▸ TASK OBJECTIVE: Can you reproduce the items below word for word, line by line, leaving out the pictures?

▸ DATA ROWS:
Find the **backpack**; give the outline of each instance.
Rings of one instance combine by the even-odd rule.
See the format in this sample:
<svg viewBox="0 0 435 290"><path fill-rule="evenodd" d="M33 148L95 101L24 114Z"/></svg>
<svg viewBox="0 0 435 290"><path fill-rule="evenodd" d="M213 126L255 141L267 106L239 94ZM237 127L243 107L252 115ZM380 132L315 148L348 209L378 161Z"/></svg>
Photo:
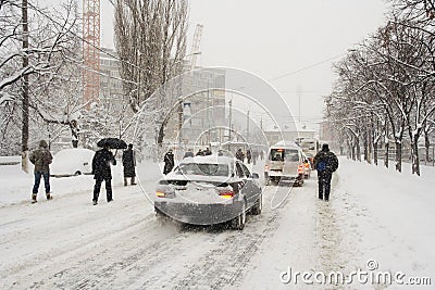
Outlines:
<svg viewBox="0 0 435 290"><path fill-rule="evenodd" d="M318 172L324 172L326 169L326 162L324 162L323 160L319 161L315 169Z"/></svg>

▸ ANSWER TO THIS TASK:
Find the **backpack**; give the outline of each instance.
Rings of one instance combine by the even-odd rule.
See the format in this sample:
<svg viewBox="0 0 435 290"><path fill-rule="evenodd" d="M33 148L95 101L24 114Z"/></svg>
<svg viewBox="0 0 435 290"><path fill-rule="evenodd" d="M213 126L255 141L267 106L239 94ZM237 127L243 107L252 115ZM380 132L315 148L348 209L378 161Z"/></svg>
Photo:
Outlines:
<svg viewBox="0 0 435 290"><path fill-rule="evenodd" d="M318 172L324 172L326 169L326 162L324 162L323 160L319 161L315 169Z"/></svg>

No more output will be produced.